§ **WRITTEN INSTRUCTION A**: In the piece on Lowcountry rice, transcribe the text from "Duncan Clinch Heyward wrote" up to and including "Chapel Hill (1937)".
§ **WRITTEN INSTRUCTION B**: According to the piece on Lowcountry rice, from what year to what year did rice grow in large amounts in the Lowcountry?
§ **WRITTEN INSTRUCTION C**: Write the next part of the piece on Lowcountry rice, starting after its final line.

§ **TEXT PROVIDED**:
## Begin

Duncan Clinch Heyward wrote Seed from Madagascar in the 1930s. He wrote to chronicle rice cultivation in the Lowcountry from its beginnings in the late 17th Century to its end in the early 20th Century
According to Hewyard, it was rumored that Captain John Thurber gave rice seed to Dr. Henry Woodward while Thurber’s vessel harbored in Charleston. From whence came that rice seed? You got it. Madagascar. At least that’s how Mr. Heyward tells the story of the beginnings of rice culture round these environs. That tale is repeated in the Rice section of that venerable Charleston cooking tome, Charleston Receipts
“Long before there were cobblestone streets along the Charleston battery, there was rice, and there were slaves – the twin pillars upon which colonial Carolina wealth was built.” Duncan Clinch Heyward. Seed from Madagascar, The University of North Carolina Press, Chapel Hill (1937)
I have copy number 4593 of the original printing. Mr. Heyward claimed to be a distaff relation of Dr. Woodward, too.
From 1685 to 1914, rice grew in the Lowcountry in large amounts. The Big Gun Shoot ended slavery. Hurricanes in the late 19th and early 20th centuries inundated rice fields which could never recover. Subsidence of flooded land didn’t help either. Neither did the discovery that rice could be grown cheaper and easier in Arkansas, Louisiana, and Texas
Local farmers have brought back rice growing round these parts in the last few decades, but we will never be the rice kingdom we once were
Carolina gold indeed
Despite not having large scale rice production for over a hundred years, this part of the world still eats a lot of rice. LOTS of rice.
Mashed potatoes at Thanksgiving? Hell no
It’s always rice and gravy.
Any good meat and three restaurant round these parts always includes rice as a vegetable
Why are Charlestonians like the Chinese?

## End

§ **INFORMATION SUPPLIED**:
## Begin

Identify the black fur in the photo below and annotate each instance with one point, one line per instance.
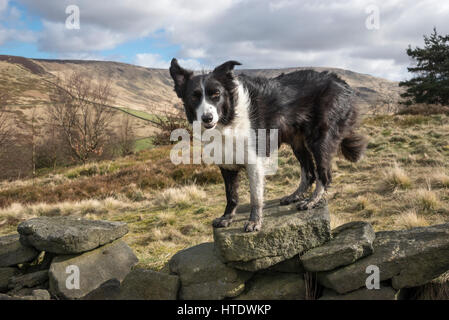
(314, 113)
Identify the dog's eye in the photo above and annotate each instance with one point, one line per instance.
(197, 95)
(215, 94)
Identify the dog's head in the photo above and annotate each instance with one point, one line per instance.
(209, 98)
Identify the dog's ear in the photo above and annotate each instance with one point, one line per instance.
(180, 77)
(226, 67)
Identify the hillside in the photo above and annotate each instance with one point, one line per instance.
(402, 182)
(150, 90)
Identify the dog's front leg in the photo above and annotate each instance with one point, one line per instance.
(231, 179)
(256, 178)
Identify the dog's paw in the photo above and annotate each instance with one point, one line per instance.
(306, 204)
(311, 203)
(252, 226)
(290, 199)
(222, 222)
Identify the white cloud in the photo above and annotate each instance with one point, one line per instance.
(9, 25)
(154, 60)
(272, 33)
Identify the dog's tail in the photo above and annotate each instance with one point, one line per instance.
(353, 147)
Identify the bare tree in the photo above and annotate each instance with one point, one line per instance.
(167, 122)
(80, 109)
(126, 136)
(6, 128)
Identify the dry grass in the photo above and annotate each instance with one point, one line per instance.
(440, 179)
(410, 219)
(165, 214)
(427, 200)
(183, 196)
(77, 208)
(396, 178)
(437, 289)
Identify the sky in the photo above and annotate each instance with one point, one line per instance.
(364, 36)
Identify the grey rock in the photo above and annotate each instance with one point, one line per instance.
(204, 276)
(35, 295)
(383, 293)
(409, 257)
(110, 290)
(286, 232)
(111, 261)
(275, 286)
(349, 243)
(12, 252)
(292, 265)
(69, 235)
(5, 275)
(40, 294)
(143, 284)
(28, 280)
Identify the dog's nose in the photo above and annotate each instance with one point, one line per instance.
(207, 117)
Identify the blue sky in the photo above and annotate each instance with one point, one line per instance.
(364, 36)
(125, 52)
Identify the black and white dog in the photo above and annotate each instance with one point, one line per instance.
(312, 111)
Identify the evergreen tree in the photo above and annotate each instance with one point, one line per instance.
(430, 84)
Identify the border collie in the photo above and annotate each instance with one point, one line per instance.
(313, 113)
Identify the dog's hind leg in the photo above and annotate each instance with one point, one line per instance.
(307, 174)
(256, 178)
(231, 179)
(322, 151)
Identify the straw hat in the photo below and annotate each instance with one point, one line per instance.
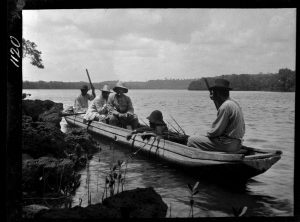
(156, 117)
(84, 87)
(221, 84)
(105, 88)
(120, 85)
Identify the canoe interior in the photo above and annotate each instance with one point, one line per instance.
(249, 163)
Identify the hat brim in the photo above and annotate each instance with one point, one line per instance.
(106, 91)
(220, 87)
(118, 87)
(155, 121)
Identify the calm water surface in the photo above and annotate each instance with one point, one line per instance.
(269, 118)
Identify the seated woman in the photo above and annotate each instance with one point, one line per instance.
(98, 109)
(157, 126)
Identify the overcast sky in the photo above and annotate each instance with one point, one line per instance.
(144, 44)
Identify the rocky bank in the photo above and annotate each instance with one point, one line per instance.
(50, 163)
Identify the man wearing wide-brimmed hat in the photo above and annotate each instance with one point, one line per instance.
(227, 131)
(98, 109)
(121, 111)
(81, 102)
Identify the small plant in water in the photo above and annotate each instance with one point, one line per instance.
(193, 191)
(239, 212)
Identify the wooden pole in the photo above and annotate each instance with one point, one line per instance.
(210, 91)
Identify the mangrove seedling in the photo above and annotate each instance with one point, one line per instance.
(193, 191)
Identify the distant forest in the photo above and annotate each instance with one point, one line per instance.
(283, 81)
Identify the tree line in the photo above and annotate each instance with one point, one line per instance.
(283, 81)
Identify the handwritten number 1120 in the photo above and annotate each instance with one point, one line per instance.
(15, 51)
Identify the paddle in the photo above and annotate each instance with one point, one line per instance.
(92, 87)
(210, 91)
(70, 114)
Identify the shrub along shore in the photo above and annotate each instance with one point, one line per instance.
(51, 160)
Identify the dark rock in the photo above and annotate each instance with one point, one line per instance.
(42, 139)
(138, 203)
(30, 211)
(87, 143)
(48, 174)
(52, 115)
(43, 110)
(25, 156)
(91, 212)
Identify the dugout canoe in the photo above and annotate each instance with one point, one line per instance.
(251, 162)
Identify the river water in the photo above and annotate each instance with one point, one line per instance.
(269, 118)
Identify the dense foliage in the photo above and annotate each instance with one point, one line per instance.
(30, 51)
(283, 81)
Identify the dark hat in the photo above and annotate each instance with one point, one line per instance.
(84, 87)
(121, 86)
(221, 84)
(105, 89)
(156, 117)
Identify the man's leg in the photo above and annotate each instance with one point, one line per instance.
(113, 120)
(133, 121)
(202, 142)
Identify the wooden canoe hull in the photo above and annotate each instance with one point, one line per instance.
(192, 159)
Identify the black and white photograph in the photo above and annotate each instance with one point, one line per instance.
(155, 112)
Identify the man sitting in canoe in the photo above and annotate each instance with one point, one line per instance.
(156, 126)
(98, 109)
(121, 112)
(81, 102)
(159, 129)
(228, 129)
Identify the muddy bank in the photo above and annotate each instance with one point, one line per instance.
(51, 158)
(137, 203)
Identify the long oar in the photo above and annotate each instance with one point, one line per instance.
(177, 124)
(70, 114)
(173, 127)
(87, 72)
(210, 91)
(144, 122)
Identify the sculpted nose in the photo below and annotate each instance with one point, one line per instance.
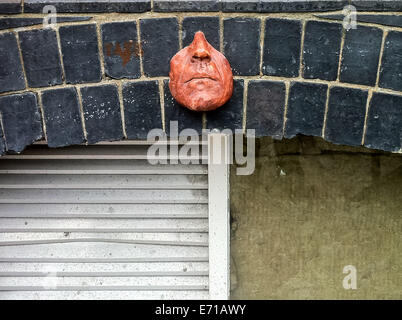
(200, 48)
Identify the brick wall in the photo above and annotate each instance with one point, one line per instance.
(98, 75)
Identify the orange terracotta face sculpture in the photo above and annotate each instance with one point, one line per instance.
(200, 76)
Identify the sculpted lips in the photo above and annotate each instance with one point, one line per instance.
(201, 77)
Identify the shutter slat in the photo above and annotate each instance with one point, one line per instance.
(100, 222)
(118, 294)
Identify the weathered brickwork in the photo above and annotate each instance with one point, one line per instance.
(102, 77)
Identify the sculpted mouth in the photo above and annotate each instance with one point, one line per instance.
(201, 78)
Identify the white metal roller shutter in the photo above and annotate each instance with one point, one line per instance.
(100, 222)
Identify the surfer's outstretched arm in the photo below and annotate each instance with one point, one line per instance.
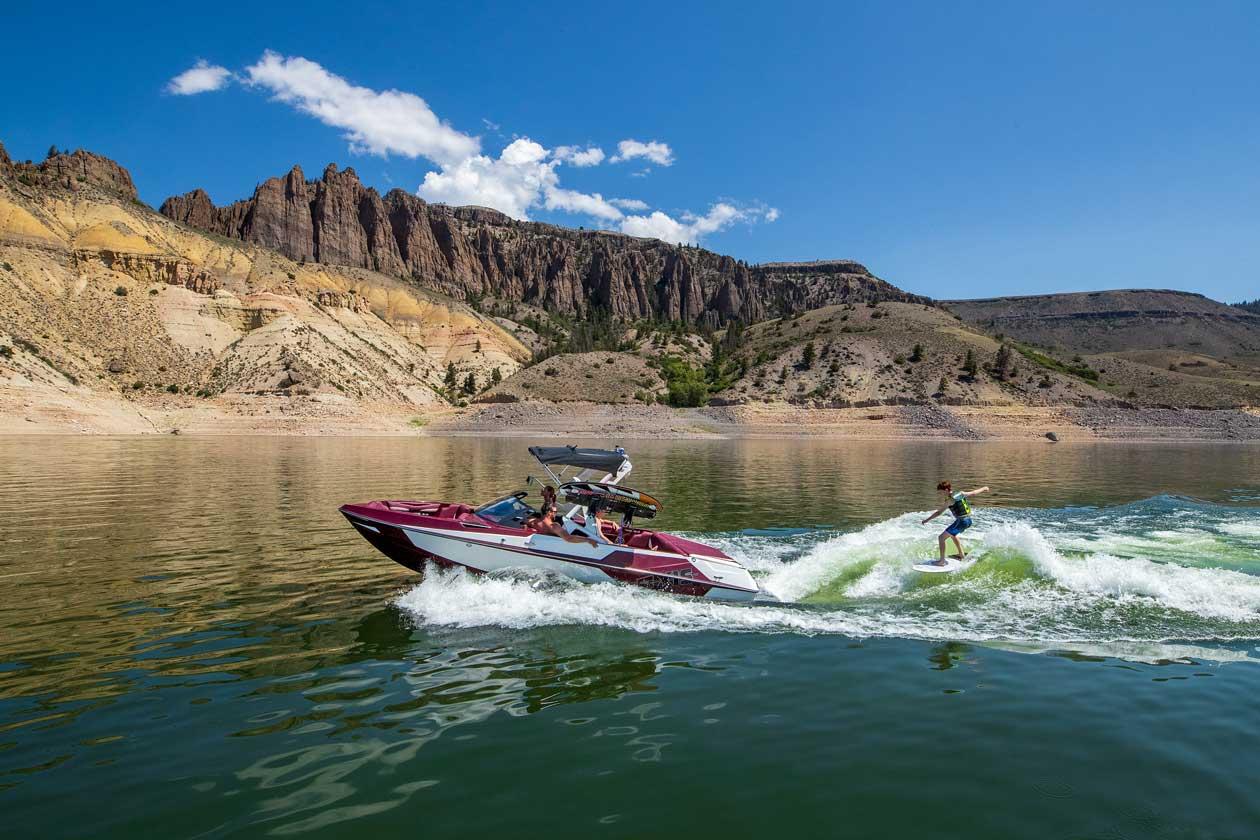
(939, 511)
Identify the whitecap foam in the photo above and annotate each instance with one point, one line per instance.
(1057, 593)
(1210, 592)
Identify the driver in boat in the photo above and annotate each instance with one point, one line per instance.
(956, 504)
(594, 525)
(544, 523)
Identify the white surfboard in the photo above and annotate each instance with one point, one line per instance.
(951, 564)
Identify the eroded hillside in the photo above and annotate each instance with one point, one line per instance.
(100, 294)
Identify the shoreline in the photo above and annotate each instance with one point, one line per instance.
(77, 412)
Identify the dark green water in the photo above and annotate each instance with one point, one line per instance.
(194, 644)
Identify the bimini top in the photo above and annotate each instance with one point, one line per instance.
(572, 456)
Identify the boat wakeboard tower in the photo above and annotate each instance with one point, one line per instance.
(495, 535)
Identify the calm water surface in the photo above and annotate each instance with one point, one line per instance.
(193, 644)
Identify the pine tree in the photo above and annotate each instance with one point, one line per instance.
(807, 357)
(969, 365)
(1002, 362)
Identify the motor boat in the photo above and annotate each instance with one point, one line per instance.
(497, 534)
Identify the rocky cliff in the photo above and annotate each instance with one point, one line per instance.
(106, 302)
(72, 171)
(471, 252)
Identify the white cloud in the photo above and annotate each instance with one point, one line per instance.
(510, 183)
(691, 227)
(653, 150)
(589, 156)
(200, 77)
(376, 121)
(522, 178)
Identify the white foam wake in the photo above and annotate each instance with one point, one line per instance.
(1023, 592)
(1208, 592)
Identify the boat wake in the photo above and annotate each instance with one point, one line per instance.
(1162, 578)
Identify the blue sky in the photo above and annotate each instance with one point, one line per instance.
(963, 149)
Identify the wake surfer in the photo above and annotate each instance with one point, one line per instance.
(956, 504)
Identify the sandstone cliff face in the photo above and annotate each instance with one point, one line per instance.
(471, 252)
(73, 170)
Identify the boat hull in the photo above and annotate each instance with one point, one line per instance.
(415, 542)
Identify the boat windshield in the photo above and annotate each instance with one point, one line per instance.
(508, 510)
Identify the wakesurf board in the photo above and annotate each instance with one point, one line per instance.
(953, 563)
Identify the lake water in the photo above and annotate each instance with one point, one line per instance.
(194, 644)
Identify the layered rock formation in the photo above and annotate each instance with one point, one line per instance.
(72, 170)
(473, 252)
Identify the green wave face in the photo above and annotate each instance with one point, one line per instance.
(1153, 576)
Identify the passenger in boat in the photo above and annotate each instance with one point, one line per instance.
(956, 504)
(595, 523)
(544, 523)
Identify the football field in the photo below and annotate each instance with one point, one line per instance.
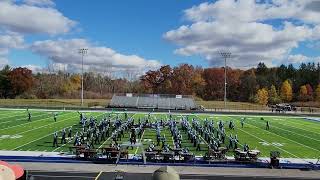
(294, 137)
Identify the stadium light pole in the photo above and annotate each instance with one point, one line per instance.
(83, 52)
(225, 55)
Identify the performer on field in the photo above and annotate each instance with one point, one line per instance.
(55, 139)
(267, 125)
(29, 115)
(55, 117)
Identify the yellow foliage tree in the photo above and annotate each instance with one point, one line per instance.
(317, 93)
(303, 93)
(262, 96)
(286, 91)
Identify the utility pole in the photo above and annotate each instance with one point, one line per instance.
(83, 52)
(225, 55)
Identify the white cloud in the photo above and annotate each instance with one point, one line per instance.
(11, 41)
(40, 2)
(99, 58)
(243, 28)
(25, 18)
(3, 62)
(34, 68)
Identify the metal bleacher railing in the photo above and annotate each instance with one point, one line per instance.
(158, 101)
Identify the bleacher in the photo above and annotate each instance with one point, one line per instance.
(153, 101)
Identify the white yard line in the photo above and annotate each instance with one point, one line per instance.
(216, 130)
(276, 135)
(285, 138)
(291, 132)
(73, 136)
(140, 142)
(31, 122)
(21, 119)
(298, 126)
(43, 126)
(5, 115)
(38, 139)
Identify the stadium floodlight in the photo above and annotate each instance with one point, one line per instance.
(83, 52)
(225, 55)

## End

§ **RIGHT ANSWER A**:
Duncan Clinch Heyward wrote Seed from Madagascar in the 1930s. He wrote to chronicle rice cultivation in the Lowcountry from its beginnings in the late 17th Century to its end in the early 20th Century
According to Hewyard, it was rumored that Captain John Thurber gave rice seed to Dr. Henry Woodward while Thurber’s vessel harbored in Charleston. From whence came that rice seed? You got it. Madagascar. At least that’s how Mr. Heyward tells the story of the beginnings of rice culture round these environs. That tale is repeated in the Rice section of that venerable Charleston cooking tome, Charleston Receipts
“Long before there were cobblestone streets along the Charleston battery, there was rice, and there were slaves – the twin pillars upon which colonial Carolina wealth was built.” Duncan Clinch Heyward. Seed from Madagascar, The University of North Carolina Press, Chapel Hill (1937)

§ **RIGHT ANSWER B**: From 1685 to 1914.

§ **RIGHT ANSWER C**:
They eat rice and worship their ancestors
And, oh, what rice they eat! Almost all versions of which evolved from West African cooking through the same people who planted, tended, harvested, winnowed, and packaged the rice for market
From plain white rice steamed hard in the old school rice steamer, to Hoppin’ John on New Year’s Day, to Limpin’ Susan with okra, to all manner of pilaus, and, to get to the point at last, cooked with onions, bacon, and tomato paste to make red rice
Some people add a little sausage to it
Red rice is my all time favorite rice dish, which food historians now tell us is an adaptation of Jollof rice from West Africa. Makes sense considering the slaves who grew the rice were brought from West Africa because of their ability to handle a rice crop
There was rice
There were slaves
My mother makes a baked version with shrimp and sausage. It’s devine. She makes it in an old Le Creuset Dutch oven with a tight fitting lid
The old Piggly Wiggly at the Sea Island Shopping Center in Mount Pleasant made the best red rice. Hands down. Each grain separated. Each grain coated with tomato, bacon grease, a little salt sugar, pepper. Onions cooked to almost liquid. Sausage coins throughout. A little heat from black pepper, but not much else.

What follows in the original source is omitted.